--- START QUOTED TEXT ---

There is also some info here: https://dagster.io/blog/dagster-airflow

Aug 16 '21 10:08 ricardogaspar2

@ash, @josh-fell and I had a chat about this. One approach that may work out is having a output.return_value, where [] get recorded in the XcomArg instead of changing the key.

Basically essentially output.return_value['outer']['inner'] == XComArg(key="return_value", path=["outer", "inner"]).

(@ash please correct me if I misunderstood).

Jan 21 '23 00:01 jedcunningham

That's correct. To expand on it a bit more.

Right now on XComArg we have a __getitem__ which changes they key we use. I'm proposing we add a __getattr__ to XComArg that changes the "mode" that XCom arg operates in.

In short something like this (self.mode is a new field):

    def __getitem__(self, item: str) -> XComArg:
        """Implements xcomresult['some_result_key']"""
        if not isinstance(item, str):
            raise ValueError(f"XComArg only supports str lookup, received {type(item).__name__}")
        if self.mode == Mode.KEY:
            return PlainXComArg(operator=self.operator, key=item)

--- END QUOTED TEXT ---
--- START PROVIDED ENTRIES ---

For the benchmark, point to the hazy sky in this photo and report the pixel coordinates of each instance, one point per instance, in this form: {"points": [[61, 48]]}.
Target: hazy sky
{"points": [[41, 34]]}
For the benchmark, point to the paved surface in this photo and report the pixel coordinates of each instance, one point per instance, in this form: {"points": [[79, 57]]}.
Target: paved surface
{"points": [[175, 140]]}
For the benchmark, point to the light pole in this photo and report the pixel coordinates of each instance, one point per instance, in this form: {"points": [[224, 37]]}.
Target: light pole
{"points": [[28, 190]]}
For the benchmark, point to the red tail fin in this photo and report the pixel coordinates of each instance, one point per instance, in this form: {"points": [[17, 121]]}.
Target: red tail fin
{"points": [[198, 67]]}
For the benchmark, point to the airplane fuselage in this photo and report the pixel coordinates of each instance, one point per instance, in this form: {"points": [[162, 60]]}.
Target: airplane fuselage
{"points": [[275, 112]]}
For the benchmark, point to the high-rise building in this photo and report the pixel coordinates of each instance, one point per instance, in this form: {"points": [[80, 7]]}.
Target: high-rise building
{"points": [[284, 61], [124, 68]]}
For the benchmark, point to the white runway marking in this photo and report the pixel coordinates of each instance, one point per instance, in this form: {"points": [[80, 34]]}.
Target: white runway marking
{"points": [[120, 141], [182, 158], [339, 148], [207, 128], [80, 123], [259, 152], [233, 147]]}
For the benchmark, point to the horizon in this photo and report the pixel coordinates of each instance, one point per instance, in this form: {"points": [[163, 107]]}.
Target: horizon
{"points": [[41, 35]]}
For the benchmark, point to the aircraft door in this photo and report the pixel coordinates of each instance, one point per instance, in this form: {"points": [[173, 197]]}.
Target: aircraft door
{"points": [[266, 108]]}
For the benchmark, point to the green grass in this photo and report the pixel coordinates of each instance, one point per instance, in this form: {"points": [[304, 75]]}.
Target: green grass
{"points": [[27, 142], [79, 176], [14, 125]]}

--- END PROVIDED ENTRIES ---

**TASK SET:**
a - Transcribe the XComArg thread between "Basically essentially output.return_value['outer']['inner']" and "arg operates in.", inclusive.
b - Extract each line of the records that contains the string "tail".
The records have no connection to the XComArg thread.

**TASK-BY-TASK OUTPUTS:**
a -
Basically essentially output.return_value['outer']['inner'] == XComArg(key="return_value", path=["outer", "inner"]).

(@ash please correct me if I misunderstood).

Jan 21 '23 00:01 jedcunningham

That's correct. To expand on it a bit more.

Right now on XComArg we have a __getitem__ which changes they key we use. I'm proposing we add a __getattr__ to XComArg that changes the "mode" that XCom arg operates in.

b -
For the benchmark, point to the red tail fin in this photo and report the pixel coordinates of each instance, one point per instance, in this form: {"points": [[17, 121]]}.
Target: red tail fin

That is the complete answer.